Rewrite all of the material below, substituting "black" for every "dark" and changing nothing else. Leave the pictures out.
╭─ TASK DATA
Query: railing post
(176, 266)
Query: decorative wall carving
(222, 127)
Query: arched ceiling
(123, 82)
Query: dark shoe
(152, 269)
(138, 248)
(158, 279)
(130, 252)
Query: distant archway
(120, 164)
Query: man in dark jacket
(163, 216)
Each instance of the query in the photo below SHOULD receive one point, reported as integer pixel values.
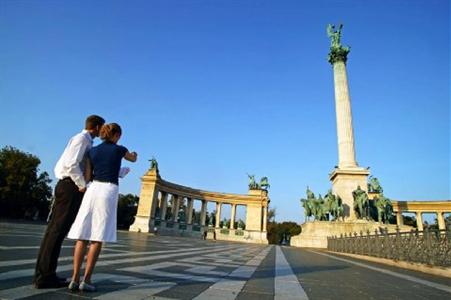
╰─
- _REPLY_
Query: railing post
(176, 266)
Query: decorative wall carving
(222, 127)
Query: arched ceiling
(123, 82)
Query: black shoe
(152, 269)
(138, 248)
(158, 279)
(130, 252)
Query: distant archway
(120, 164)
Query: man in black jacket
(163, 216)
Each instance of the query in the photo below SHOULD receive one point, reported as integer pixel values.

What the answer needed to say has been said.